WORK TO COMPLETE
Reproduce the lines below character for character, keeping every line in its original order.

───── RECORDS TO USE

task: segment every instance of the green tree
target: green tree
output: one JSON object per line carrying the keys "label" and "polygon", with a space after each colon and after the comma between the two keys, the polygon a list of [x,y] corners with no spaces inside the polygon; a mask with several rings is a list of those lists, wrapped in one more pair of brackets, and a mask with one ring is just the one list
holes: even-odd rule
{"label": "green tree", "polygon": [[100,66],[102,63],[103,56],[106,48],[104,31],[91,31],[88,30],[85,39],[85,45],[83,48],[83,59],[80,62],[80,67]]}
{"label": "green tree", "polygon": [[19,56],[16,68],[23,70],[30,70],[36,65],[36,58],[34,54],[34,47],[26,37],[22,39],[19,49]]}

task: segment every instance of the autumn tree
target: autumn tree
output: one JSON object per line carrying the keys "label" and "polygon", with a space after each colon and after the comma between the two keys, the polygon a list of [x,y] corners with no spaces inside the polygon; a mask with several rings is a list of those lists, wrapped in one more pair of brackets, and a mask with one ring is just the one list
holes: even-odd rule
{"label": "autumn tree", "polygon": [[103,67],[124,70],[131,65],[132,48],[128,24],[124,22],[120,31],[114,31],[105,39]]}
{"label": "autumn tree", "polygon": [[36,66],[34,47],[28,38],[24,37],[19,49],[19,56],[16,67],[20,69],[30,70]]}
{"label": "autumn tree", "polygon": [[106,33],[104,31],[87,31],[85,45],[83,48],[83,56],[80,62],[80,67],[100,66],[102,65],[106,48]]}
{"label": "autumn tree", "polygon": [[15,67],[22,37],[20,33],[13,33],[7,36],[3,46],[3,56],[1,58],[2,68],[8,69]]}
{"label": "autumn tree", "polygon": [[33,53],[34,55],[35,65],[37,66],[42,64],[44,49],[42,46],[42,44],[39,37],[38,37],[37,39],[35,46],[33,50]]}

──────────

COMPLETE ANSWER
task: segment every instance of the green tree
target: green tree
output: one JSON object per line carrying the keys "label" and "polygon", with a space after each colon and after the comma between the two keys, the polygon a list of [x,y] corners with no spaces inside the polygon; a mask with several rings is a list of those lists, wrapped in one more pair of brackets, and a mask with one ring is just the one list
holes: even-odd rule
{"label": "green tree", "polygon": [[100,66],[102,63],[103,56],[106,48],[104,31],[91,31],[88,30],[85,39],[85,45],[83,48],[83,59],[80,62],[80,67]]}
{"label": "green tree", "polygon": [[19,56],[16,68],[23,70],[30,70],[36,65],[36,58],[34,54],[34,47],[26,37],[22,39],[19,49]]}

task: segment every instance of the autumn tree
target: autumn tree
output: one JSON object per line carrying the keys "label" and "polygon", with a space after each colon and after the comma between the two keys, the polygon a list of [x,y] corners with no spaces inside the polygon; a mask with several rings is a list of those lists, wrapped in one more pair of brackets, and a mask with one ring is just the one list
holes: even-odd rule
{"label": "autumn tree", "polygon": [[103,67],[124,70],[131,65],[132,48],[128,24],[124,22],[120,31],[114,31],[105,39]]}
{"label": "autumn tree", "polygon": [[36,66],[34,47],[28,38],[24,37],[19,49],[19,56],[16,67],[20,69],[30,70]]}
{"label": "autumn tree", "polygon": [[106,33],[104,31],[87,31],[85,45],[83,48],[83,56],[80,62],[80,67],[100,66],[102,65],[106,48]]}
{"label": "autumn tree", "polygon": [[15,67],[22,37],[20,33],[13,33],[7,36],[3,46],[3,56],[1,58],[2,68],[8,69]]}
{"label": "autumn tree", "polygon": [[33,53],[34,55],[35,65],[37,66],[42,64],[44,49],[42,46],[42,44],[39,37],[38,37],[37,39],[35,46],[33,50]]}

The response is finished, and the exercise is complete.